• Records from a point labeling set
BEGIN

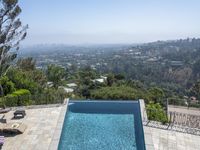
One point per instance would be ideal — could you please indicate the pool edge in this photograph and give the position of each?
(146, 131)
(57, 133)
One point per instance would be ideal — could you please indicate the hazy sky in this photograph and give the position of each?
(109, 21)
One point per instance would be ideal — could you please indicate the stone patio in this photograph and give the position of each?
(170, 140)
(44, 127)
(41, 124)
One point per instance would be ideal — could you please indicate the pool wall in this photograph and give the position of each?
(113, 107)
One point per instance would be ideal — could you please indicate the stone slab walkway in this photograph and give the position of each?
(171, 140)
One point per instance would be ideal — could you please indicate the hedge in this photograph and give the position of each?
(18, 98)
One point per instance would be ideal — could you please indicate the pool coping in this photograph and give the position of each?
(58, 130)
(147, 133)
(57, 133)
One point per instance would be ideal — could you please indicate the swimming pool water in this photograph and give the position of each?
(96, 131)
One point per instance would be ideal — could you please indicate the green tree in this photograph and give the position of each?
(195, 90)
(55, 74)
(110, 79)
(8, 86)
(156, 94)
(11, 33)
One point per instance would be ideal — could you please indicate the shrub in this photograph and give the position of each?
(18, 98)
(7, 85)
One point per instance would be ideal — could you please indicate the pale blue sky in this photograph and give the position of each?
(109, 21)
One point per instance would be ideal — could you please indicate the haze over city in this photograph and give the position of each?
(109, 21)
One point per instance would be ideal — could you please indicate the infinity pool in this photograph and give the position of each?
(101, 125)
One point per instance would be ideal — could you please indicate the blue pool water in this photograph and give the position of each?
(102, 126)
(98, 131)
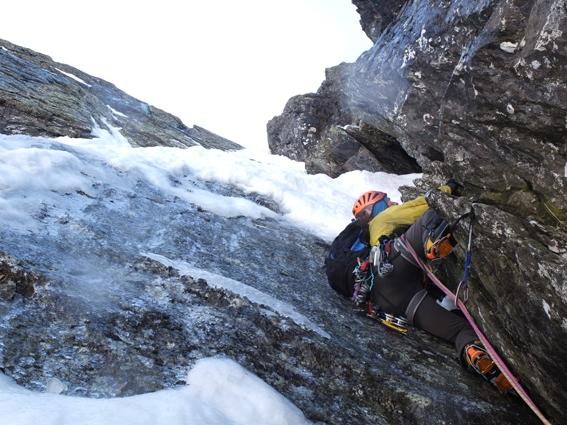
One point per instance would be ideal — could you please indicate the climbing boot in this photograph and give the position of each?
(477, 359)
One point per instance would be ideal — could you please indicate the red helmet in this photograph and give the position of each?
(367, 198)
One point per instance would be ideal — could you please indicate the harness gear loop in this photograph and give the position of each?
(380, 257)
(363, 275)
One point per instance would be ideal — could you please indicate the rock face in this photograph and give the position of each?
(476, 90)
(81, 301)
(40, 97)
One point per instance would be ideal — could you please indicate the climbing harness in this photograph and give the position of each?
(364, 281)
(398, 323)
(463, 287)
(380, 257)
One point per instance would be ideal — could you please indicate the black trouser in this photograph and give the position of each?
(394, 293)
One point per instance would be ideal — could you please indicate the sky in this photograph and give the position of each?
(35, 171)
(228, 66)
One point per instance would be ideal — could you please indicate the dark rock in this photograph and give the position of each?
(318, 130)
(40, 97)
(113, 323)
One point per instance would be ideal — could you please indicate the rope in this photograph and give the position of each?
(495, 357)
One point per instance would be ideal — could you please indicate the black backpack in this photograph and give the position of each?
(342, 260)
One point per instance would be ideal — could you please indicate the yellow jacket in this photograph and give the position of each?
(393, 217)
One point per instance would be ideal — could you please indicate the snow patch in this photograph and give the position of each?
(74, 77)
(219, 392)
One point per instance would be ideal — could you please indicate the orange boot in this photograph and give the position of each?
(478, 360)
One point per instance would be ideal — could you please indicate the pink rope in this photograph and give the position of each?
(495, 357)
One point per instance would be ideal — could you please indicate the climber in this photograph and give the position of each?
(401, 293)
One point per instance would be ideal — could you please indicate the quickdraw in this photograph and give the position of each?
(463, 288)
(491, 351)
(380, 258)
(364, 281)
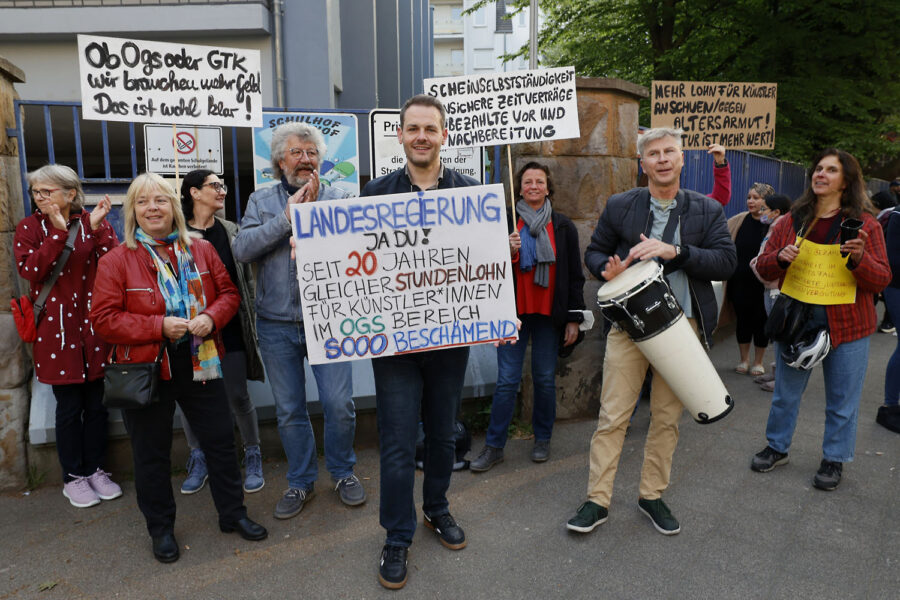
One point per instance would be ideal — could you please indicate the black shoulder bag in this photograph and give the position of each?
(131, 385)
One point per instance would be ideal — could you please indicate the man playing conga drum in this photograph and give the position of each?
(687, 233)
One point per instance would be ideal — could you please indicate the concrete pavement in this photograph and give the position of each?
(744, 534)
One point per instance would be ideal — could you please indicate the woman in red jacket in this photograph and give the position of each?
(162, 287)
(836, 193)
(68, 355)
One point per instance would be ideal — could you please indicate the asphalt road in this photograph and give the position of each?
(744, 534)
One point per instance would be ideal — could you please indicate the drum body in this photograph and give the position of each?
(642, 305)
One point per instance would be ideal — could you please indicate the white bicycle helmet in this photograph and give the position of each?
(809, 352)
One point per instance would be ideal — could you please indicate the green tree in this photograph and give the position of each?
(835, 61)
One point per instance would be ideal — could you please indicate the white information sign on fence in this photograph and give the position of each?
(508, 108)
(387, 152)
(197, 148)
(157, 82)
(386, 275)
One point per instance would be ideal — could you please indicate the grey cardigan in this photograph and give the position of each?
(708, 253)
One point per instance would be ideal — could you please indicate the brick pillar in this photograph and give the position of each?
(586, 171)
(15, 364)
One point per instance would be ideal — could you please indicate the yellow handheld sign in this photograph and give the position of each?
(819, 275)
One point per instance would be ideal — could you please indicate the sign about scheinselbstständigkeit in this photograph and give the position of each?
(508, 108)
(387, 275)
(157, 82)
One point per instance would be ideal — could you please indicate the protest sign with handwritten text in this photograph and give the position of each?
(736, 115)
(338, 167)
(156, 82)
(386, 275)
(508, 108)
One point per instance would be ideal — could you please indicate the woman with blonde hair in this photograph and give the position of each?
(164, 292)
(68, 354)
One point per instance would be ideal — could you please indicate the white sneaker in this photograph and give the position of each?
(80, 493)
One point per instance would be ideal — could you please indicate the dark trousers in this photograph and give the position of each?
(205, 406)
(410, 387)
(746, 296)
(80, 428)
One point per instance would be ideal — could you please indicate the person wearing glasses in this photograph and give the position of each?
(165, 293)
(202, 195)
(68, 354)
(296, 149)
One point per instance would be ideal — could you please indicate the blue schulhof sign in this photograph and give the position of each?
(340, 165)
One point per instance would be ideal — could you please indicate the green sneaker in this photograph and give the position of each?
(661, 516)
(589, 516)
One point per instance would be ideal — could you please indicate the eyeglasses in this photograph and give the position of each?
(310, 154)
(219, 187)
(42, 194)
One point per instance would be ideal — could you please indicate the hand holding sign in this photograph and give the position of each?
(856, 247)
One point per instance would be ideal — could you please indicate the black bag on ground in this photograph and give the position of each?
(463, 445)
(787, 319)
(131, 385)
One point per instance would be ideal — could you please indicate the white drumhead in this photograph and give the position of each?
(629, 279)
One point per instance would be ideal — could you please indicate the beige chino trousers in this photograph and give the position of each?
(624, 368)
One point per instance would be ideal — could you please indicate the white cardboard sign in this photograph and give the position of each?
(156, 82)
(197, 147)
(387, 275)
(508, 108)
(388, 155)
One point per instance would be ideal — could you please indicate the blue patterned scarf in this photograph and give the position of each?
(184, 298)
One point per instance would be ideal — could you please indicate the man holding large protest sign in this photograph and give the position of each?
(424, 385)
(687, 232)
(265, 230)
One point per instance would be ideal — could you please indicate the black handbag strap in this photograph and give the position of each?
(162, 349)
(54, 275)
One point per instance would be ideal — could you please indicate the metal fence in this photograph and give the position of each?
(746, 169)
(69, 139)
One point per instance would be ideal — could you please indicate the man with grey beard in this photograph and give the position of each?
(296, 150)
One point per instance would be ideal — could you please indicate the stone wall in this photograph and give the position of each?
(15, 366)
(586, 171)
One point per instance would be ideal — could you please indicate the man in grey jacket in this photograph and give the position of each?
(687, 233)
(296, 149)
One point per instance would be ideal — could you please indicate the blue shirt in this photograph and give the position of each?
(677, 279)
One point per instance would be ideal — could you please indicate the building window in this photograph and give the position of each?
(483, 59)
(478, 19)
(504, 25)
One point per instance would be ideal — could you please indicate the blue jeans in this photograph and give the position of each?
(424, 386)
(283, 348)
(892, 375)
(510, 358)
(845, 371)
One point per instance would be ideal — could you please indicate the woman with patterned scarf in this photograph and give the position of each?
(549, 284)
(163, 288)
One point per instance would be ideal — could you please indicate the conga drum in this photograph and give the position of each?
(640, 302)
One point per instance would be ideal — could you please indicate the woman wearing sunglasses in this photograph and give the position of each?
(202, 196)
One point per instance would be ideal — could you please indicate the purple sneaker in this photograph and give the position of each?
(106, 488)
(80, 493)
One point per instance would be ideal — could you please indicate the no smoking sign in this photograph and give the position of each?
(186, 143)
(196, 148)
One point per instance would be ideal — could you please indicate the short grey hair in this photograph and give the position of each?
(304, 131)
(651, 135)
(62, 176)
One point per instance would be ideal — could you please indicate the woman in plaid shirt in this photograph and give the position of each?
(836, 192)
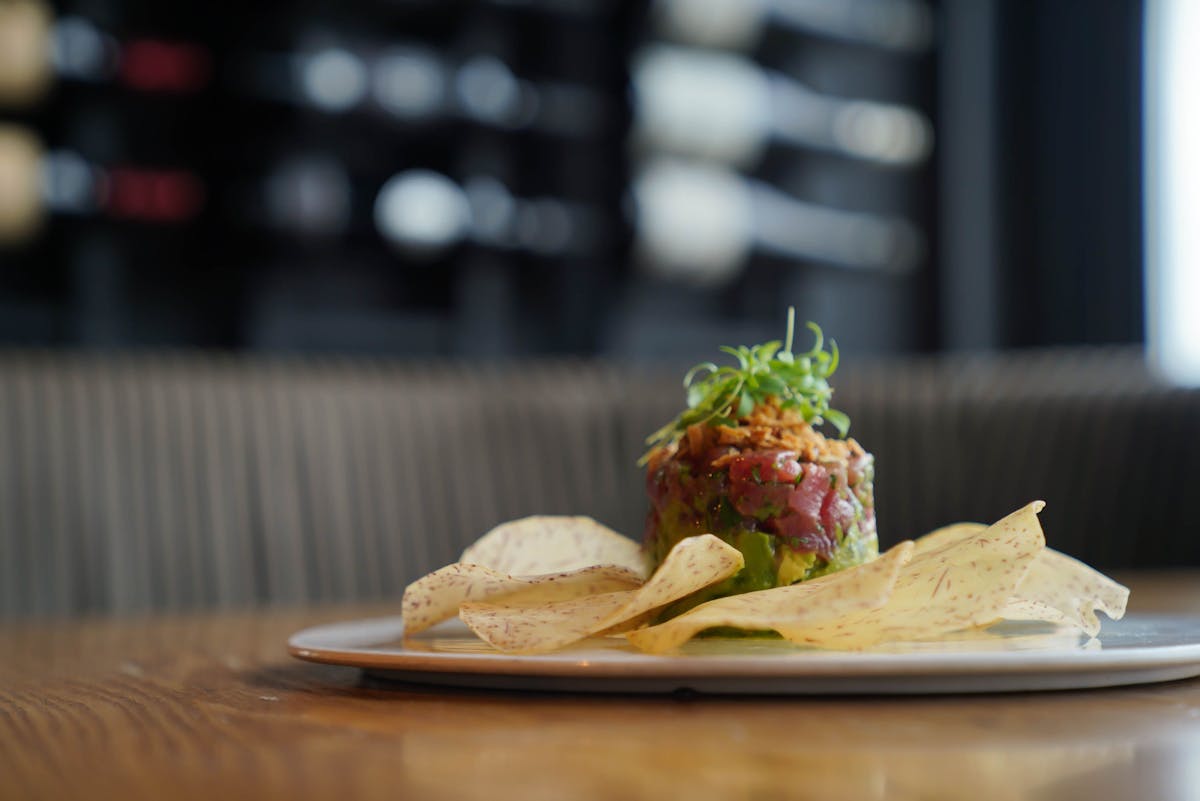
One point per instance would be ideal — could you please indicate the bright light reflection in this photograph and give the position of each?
(1173, 187)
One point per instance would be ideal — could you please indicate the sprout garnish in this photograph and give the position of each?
(720, 396)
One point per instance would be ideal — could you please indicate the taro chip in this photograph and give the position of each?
(436, 597)
(515, 625)
(952, 583)
(790, 610)
(955, 582)
(1062, 590)
(534, 546)
(1056, 589)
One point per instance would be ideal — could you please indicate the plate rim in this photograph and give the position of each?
(793, 664)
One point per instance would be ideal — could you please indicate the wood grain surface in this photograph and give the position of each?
(213, 708)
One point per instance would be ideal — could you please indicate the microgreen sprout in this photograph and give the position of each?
(721, 396)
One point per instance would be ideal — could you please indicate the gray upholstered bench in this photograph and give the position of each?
(131, 483)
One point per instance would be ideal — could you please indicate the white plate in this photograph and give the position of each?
(1007, 657)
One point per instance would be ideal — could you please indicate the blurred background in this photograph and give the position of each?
(298, 300)
(640, 180)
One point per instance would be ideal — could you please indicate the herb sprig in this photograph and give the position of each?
(720, 396)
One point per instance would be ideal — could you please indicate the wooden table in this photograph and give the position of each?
(211, 708)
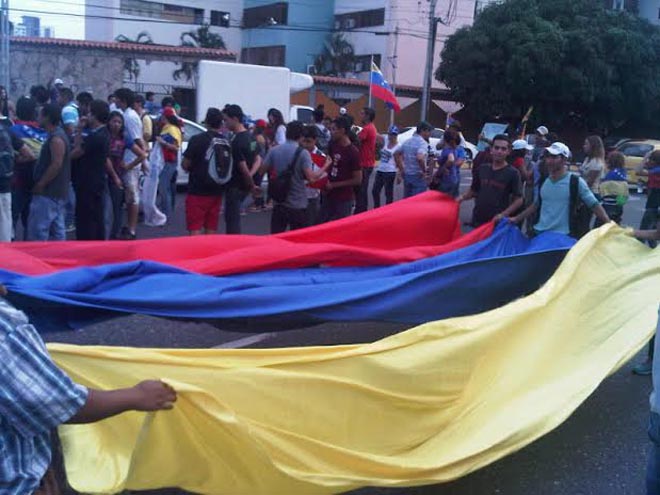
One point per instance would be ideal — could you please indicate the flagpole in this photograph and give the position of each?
(371, 68)
(394, 64)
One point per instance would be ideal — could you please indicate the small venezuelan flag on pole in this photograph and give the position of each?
(381, 89)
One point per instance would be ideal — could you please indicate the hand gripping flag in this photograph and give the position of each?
(381, 89)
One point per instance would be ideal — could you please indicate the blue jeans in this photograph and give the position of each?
(166, 201)
(20, 208)
(234, 198)
(46, 219)
(653, 468)
(332, 209)
(70, 213)
(413, 185)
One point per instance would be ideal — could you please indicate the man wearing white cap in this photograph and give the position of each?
(560, 196)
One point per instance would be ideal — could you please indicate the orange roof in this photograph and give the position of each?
(140, 48)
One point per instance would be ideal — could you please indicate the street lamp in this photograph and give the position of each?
(270, 21)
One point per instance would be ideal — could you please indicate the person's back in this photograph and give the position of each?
(496, 190)
(555, 197)
(200, 182)
(279, 159)
(58, 188)
(409, 151)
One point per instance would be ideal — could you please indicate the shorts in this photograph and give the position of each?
(202, 212)
(131, 180)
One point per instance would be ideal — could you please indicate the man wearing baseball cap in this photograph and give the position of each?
(554, 200)
(413, 157)
(386, 169)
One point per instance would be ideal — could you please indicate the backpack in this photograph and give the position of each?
(323, 139)
(280, 185)
(220, 160)
(579, 216)
(6, 155)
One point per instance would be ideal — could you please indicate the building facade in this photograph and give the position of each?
(290, 34)
(165, 23)
(29, 26)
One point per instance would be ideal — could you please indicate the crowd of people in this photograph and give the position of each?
(80, 160)
(77, 163)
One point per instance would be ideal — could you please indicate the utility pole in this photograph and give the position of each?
(394, 62)
(4, 44)
(430, 48)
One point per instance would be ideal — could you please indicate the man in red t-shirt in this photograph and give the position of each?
(343, 175)
(367, 137)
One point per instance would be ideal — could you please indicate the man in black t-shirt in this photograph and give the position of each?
(246, 164)
(204, 194)
(89, 172)
(496, 186)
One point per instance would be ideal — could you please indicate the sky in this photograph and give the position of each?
(60, 14)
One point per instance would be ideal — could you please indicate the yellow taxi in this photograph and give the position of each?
(635, 150)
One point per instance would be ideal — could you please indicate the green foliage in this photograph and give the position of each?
(338, 57)
(131, 65)
(202, 37)
(569, 58)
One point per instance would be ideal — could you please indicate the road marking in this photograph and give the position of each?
(245, 341)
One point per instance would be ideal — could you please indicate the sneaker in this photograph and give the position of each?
(643, 369)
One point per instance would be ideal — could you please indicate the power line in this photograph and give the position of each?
(277, 27)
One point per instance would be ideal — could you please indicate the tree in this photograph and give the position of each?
(338, 57)
(569, 58)
(131, 65)
(202, 37)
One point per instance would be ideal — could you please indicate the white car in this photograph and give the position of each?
(436, 135)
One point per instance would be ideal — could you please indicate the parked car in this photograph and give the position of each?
(635, 150)
(436, 136)
(611, 143)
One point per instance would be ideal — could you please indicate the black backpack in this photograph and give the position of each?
(6, 154)
(220, 160)
(280, 185)
(579, 215)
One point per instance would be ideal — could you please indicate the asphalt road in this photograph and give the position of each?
(600, 450)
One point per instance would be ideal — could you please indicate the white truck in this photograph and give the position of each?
(256, 88)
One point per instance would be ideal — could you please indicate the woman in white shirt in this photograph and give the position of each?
(386, 169)
(593, 167)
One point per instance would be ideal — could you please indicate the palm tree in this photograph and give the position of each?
(337, 58)
(131, 65)
(202, 37)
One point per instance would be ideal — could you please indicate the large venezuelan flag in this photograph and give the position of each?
(428, 405)
(408, 230)
(476, 278)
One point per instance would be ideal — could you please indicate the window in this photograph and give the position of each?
(364, 18)
(185, 15)
(363, 62)
(141, 8)
(220, 19)
(165, 11)
(266, 15)
(273, 56)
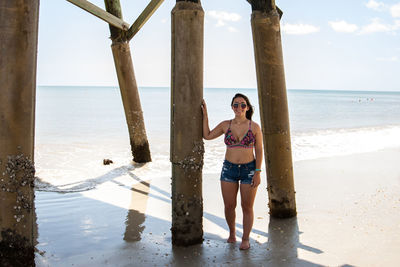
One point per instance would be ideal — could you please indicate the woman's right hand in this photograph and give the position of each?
(204, 107)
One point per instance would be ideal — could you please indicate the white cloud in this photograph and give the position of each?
(232, 29)
(377, 26)
(299, 29)
(388, 59)
(375, 5)
(395, 10)
(343, 26)
(223, 17)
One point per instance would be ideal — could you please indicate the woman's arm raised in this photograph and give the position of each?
(207, 134)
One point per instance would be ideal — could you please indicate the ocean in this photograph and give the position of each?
(77, 127)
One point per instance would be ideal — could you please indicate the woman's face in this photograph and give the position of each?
(239, 106)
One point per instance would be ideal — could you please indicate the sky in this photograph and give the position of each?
(327, 45)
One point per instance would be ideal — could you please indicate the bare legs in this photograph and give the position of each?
(229, 194)
(247, 194)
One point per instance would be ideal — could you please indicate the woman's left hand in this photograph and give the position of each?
(256, 179)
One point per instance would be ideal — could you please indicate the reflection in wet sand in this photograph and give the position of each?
(283, 242)
(136, 213)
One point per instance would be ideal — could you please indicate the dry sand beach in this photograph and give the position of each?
(348, 215)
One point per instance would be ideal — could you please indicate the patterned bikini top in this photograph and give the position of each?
(248, 140)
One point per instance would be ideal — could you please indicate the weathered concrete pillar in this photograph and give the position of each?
(128, 87)
(274, 111)
(18, 53)
(186, 123)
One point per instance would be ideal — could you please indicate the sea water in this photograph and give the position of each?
(78, 127)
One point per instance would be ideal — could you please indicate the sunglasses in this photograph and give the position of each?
(242, 105)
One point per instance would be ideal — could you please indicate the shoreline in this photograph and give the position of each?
(348, 215)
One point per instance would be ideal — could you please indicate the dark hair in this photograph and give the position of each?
(250, 112)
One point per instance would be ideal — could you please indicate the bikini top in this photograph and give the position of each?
(248, 140)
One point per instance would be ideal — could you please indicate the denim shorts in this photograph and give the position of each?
(234, 173)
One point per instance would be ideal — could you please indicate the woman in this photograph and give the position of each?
(243, 158)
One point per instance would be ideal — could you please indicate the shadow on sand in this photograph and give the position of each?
(101, 234)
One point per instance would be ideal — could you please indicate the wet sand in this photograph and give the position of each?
(348, 215)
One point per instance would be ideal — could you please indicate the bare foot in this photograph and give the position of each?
(231, 239)
(245, 244)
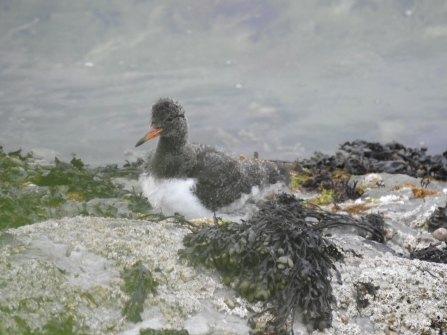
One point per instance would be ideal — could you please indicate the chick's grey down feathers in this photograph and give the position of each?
(221, 178)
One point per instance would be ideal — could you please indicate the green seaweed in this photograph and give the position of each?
(138, 284)
(61, 325)
(31, 192)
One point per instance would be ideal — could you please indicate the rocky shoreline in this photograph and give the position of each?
(68, 273)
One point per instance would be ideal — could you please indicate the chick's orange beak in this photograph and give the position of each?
(153, 132)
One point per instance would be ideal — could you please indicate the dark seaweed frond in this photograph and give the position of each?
(138, 284)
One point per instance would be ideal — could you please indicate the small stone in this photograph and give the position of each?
(440, 234)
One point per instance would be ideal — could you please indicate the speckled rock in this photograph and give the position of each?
(440, 234)
(70, 268)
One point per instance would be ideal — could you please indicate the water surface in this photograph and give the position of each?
(284, 78)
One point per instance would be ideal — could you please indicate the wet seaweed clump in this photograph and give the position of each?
(360, 157)
(150, 331)
(57, 325)
(33, 190)
(279, 256)
(433, 253)
(138, 284)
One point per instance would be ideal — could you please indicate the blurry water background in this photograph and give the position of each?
(282, 77)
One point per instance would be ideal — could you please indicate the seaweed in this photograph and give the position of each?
(279, 256)
(360, 157)
(150, 331)
(432, 253)
(138, 284)
(55, 326)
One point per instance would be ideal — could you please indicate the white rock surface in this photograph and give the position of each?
(71, 267)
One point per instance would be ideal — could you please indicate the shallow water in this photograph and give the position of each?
(284, 78)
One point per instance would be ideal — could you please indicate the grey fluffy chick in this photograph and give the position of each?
(217, 178)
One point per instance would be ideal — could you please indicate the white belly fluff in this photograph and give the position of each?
(173, 195)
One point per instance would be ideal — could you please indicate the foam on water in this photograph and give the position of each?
(177, 195)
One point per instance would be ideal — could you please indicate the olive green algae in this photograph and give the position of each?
(33, 190)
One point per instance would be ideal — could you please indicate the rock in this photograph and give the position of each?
(71, 270)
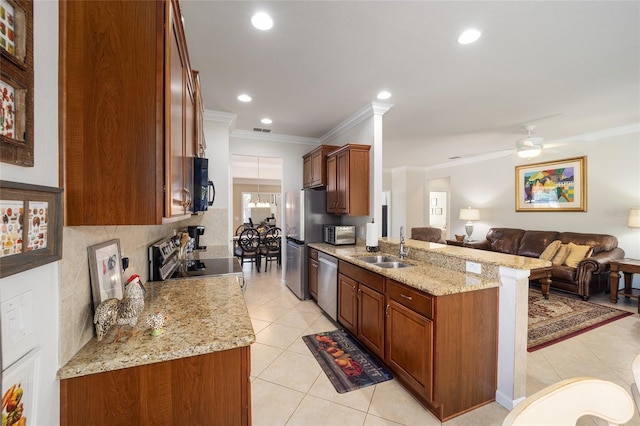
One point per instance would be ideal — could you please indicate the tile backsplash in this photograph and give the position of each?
(76, 309)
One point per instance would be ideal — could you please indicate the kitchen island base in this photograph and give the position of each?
(211, 389)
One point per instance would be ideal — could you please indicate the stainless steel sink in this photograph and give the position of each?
(377, 259)
(393, 264)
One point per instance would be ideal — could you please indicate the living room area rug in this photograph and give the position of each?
(347, 365)
(562, 317)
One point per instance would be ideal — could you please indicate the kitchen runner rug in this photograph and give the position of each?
(560, 318)
(347, 365)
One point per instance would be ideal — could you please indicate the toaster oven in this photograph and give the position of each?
(339, 235)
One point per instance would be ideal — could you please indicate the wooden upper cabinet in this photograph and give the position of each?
(181, 126)
(200, 140)
(123, 130)
(315, 167)
(348, 180)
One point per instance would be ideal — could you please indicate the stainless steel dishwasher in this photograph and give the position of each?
(328, 284)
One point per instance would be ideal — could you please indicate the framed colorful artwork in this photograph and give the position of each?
(19, 391)
(30, 226)
(105, 270)
(556, 186)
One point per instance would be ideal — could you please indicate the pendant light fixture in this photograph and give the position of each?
(530, 146)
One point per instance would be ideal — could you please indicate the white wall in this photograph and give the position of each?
(613, 187)
(217, 236)
(43, 281)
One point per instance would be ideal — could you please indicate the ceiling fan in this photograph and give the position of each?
(529, 146)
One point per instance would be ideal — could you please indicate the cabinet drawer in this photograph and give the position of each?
(411, 298)
(368, 278)
(313, 254)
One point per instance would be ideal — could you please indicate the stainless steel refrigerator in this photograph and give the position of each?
(305, 213)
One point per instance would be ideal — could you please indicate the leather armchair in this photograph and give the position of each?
(591, 276)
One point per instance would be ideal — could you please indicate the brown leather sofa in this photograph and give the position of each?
(427, 233)
(592, 273)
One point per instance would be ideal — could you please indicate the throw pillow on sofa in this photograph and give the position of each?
(551, 250)
(561, 255)
(576, 254)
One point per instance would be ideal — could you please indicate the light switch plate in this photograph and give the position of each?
(18, 332)
(474, 268)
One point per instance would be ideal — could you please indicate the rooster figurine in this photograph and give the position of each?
(121, 312)
(156, 321)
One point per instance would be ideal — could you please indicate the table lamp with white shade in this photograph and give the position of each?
(469, 215)
(634, 217)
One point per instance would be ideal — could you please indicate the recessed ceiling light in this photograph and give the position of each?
(262, 21)
(469, 36)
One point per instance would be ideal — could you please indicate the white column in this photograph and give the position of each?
(375, 207)
(512, 337)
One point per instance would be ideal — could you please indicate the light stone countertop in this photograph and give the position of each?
(204, 315)
(438, 269)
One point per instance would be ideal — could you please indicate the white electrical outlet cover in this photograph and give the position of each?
(18, 332)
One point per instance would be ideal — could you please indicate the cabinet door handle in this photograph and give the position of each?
(188, 199)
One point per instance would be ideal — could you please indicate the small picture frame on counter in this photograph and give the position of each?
(105, 270)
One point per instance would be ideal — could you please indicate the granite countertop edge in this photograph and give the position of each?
(435, 279)
(210, 316)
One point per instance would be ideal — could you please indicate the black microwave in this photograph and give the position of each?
(203, 190)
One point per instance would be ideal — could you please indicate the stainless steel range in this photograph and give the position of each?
(165, 263)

END

• DIRECTIONS
Reproduce only the part of the listing that opens with the line containing "indicate the sprout" and closes with the line containing "(1056, 589)". Keep the requests unchanged and increase every coordinate in the answers by 147.

• EXERCISE ANSWER
One point per instance would be ideal — could you please indicate the sprout garnish in this photograph and give the position of each?
(867, 543)
One point per instance would be ideal — could you please indicate the taro chip in this photograph and give the position of each?
(583, 744)
(662, 772)
(1099, 730)
(937, 757)
(1102, 729)
(1209, 737)
(681, 693)
(1203, 736)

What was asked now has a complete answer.